EXERCISE TASK - Extract every line of the entries below verbatim, omitting the pictures from your reply.

__________________________________________________

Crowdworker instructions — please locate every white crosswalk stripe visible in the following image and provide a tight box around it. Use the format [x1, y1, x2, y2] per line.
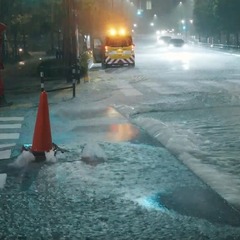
[0, 117, 24, 189]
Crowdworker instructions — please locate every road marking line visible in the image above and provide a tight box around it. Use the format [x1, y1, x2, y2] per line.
[0, 133, 20, 139]
[0, 149, 11, 160]
[0, 117, 24, 121]
[0, 123, 22, 129]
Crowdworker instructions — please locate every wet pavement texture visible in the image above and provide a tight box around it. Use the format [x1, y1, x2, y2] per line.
[158, 187, 240, 227]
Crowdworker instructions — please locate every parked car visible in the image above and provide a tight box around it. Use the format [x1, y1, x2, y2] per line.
[157, 36, 171, 47]
[169, 38, 185, 47]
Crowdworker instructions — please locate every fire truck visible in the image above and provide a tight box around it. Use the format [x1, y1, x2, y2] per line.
[93, 28, 135, 68]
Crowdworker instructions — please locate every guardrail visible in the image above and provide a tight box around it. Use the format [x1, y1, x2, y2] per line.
[194, 42, 240, 51]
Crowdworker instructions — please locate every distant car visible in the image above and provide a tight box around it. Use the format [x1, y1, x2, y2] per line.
[169, 38, 185, 47]
[158, 36, 172, 47]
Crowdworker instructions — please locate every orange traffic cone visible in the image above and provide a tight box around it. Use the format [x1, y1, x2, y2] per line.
[31, 91, 53, 157]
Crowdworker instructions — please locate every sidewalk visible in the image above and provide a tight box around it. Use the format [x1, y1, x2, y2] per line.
[0, 59, 240, 240]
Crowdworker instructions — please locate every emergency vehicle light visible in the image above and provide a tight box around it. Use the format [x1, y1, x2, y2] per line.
[109, 28, 126, 36]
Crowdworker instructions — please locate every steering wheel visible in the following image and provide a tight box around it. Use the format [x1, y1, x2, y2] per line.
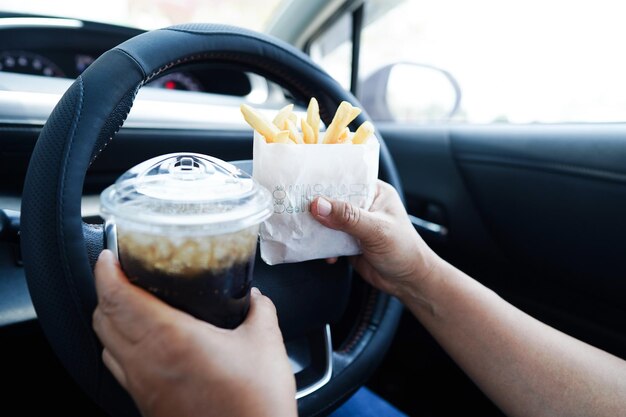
[21, 24, 402, 416]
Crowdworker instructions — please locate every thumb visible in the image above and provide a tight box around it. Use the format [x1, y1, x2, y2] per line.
[241, 288, 278, 330]
[311, 197, 377, 241]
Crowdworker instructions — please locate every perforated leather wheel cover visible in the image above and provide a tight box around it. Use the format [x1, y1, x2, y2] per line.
[21, 24, 401, 416]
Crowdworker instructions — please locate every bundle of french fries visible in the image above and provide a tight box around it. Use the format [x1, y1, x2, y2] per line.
[240, 97, 374, 145]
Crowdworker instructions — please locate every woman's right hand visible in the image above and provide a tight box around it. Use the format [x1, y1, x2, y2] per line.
[311, 181, 440, 300]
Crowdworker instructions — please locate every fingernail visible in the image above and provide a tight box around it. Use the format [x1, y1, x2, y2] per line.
[317, 197, 333, 217]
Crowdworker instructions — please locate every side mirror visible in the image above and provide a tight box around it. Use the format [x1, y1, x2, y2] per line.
[359, 62, 461, 123]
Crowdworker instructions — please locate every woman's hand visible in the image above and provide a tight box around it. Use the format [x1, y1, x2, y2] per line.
[311, 181, 439, 299]
[93, 251, 297, 417]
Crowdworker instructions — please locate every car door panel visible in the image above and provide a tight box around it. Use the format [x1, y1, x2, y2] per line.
[381, 125, 626, 355]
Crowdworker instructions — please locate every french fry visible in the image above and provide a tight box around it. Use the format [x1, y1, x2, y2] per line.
[285, 119, 304, 144]
[239, 104, 280, 143]
[337, 127, 351, 143]
[352, 122, 374, 145]
[272, 104, 295, 129]
[324, 101, 361, 144]
[306, 97, 320, 143]
[274, 130, 295, 145]
[300, 119, 317, 145]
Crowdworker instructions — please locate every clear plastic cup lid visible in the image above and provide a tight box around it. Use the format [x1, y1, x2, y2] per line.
[100, 153, 272, 234]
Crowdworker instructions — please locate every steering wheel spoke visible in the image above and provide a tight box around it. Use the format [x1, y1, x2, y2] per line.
[21, 24, 401, 416]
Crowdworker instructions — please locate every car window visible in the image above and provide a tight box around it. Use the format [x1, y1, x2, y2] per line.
[311, 0, 626, 123]
[0, 0, 282, 31]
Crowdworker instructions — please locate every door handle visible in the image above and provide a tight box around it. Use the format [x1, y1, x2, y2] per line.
[409, 214, 448, 241]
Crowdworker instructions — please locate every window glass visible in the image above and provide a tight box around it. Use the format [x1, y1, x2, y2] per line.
[309, 13, 352, 90]
[0, 0, 282, 31]
[320, 0, 626, 123]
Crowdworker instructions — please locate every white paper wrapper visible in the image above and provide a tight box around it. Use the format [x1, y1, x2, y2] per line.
[253, 132, 380, 265]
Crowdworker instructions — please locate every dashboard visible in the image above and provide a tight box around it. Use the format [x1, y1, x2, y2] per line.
[0, 14, 253, 97]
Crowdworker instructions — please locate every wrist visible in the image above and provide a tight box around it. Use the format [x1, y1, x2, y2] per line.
[395, 248, 446, 308]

__________________________________________________

RESPONSE -
Crowdworker instructions — please locate every white crosswalk stripe visible in the following image and provide a tight box around it. Use the format [x1, y1, x2, y2] per line.
[0, 117, 24, 189]
Crowdworker instructions — please locate every road marking line visible in the image above and provide a tight box around it. Use the format [x1, y1, x2, y2] per line.
[0, 133, 20, 139]
[0, 149, 11, 160]
[0, 117, 24, 121]
[0, 123, 22, 129]
Crowdworker instructions — please locate every wet pavement texture visible in the image above and provide a tight box around it. Use the format [x1, y1, x2, y2] per line.
[158, 187, 240, 227]
Crowdworker instructions — please locate every parked car visible in the image above and provide a tight box around it. Use the format [x1, y1, x2, y2] per line.
[157, 36, 171, 47]
[169, 38, 185, 47]
Crowdworker instructions — please locate every fire truck visible in the image above and provide a tight box around it. Use the format [x1, y1, x2, y2] per line.
[93, 28, 135, 68]
Crowdworker instructions — please locate every guardrail visible in the image above and provide a tight box around it. Use the format [x1, y1, x2, y2] per line.
[194, 42, 240, 51]
Crowdworker instructions — please locate every distant car visible in the image above and provide a tight box around it. Use the format [x1, y1, x2, y2] per line.
[169, 38, 185, 47]
[158, 36, 172, 47]
Crowdworker instructions — please locate every orange traffic cone visible in the image above and provide a tight box around it. Use the format [x1, y1, x2, y2] per line.
[31, 91, 53, 157]
Crowdworker instructions — please locate every sidewalk visible in the image above and provide a tight box around it. Use the format [x1, y1, x2, y2] per line.
[0, 59, 240, 240]
Crowdworker instructions — please locate every emergency vehicle light visible in the image above and provide a tight box around it. Use the format [x1, y1, x2, y2] per line.
[109, 28, 126, 36]
Crowdworker instructions — please locate every steering wheel visible in the following image and provide a tight box around it. Use the format [x1, y1, x2, y2] per line.
[21, 24, 402, 416]
Crowdworker instructions — please locate every thumb visible in the image above and provide a tight box around it. Use the format [x1, y1, x2, y2] per line.
[241, 288, 278, 330]
[311, 197, 377, 241]
Crowdworker instructions — please locate every perforated leather wheel cover visible in the image above and provide a tight box around it. Use the format [x1, y1, x2, y2] per line.
[21, 24, 401, 416]
Crowdworker instructions — please locate every bundle of french fries visible in the image above and provide a tight box around it. Use the format [x1, y1, x2, y2] per line.
[240, 97, 374, 145]
Crowdworker instructions — please locate every woman's right hand visible in the image above and provide a tight box around it. Use the format [x1, y1, x2, y2] per line.
[311, 181, 440, 300]
Crowdworker instructions — please locate every fingernail visible in the image above and provide a tight box around it. Use the format [x1, y1, x2, y2] per line.
[317, 197, 333, 217]
Crowdworker instructions — please locate every side mirror visible in the image above and provide a tight box around it. Use the format [x1, y1, x2, y2] per line.
[359, 62, 461, 123]
Crowdworker instructions — please locate every woman's hand visible in the image above and provide a tight box around it. Use the format [x1, y1, x2, y2] per line.
[311, 181, 439, 299]
[93, 251, 297, 417]
Crowdworker instructions — please locate every car door panel visible in the image above and provide a tight box around it. Use the format [x1, y1, x2, y2] per line.
[381, 125, 626, 355]
Crowdworker instructions — please locate every french fry visible in the image above and provide a tight box around it. Use the format [x1, y1, x2, y2] per line.
[285, 119, 304, 144]
[239, 104, 280, 143]
[337, 127, 351, 143]
[352, 122, 374, 145]
[272, 104, 295, 129]
[324, 101, 361, 144]
[306, 97, 320, 143]
[274, 130, 295, 145]
[300, 119, 317, 145]
Crowdworker instructions — please locate every clear plastic cup lid visible in the image above and provide a tight box around it. Use the format [x1, y1, x2, y2] per line.
[100, 153, 272, 234]
Crowdworker instructions — please locate every steering wheel spoke visible in the image above and provide a tight box around it. Use the format [x1, y1, x2, y2] per line.
[21, 24, 401, 416]
Crowdworker instructions — please locate every car window visible in the image above and provide a tight box around it. Use the format [x1, y1, x2, y2] per line.
[311, 0, 626, 123]
[0, 0, 282, 31]
Crowdworker instructions — please locate every door handle visible in the image above and provide a tight box around it. Use the format [x1, y1, x2, y2] per line.
[409, 214, 448, 241]
Crowdworker instructions — please locate every window glass visible in the image above and provide a tight box around it. Use the format [x1, y1, x2, y2] per line.
[309, 13, 352, 90]
[0, 0, 282, 31]
[320, 0, 626, 123]
Crowdworker instructions — please locate every white paper wrapper visible in the image above and provide a tight box around it. Use the format [x1, y1, x2, y2] per line.
[253, 132, 380, 265]
Crowdworker instructions — please locate every dashboard visible in the image above and provide a tight box around it. Use the format [x1, y1, x2, y2] per line.
[0, 14, 253, 97]
Crowdworker instructions — please locate every wrist visible in the image above and provide a tight box around it. Use the format [x1, y1, x2, y2] per line.
[395, 248, 446, 308]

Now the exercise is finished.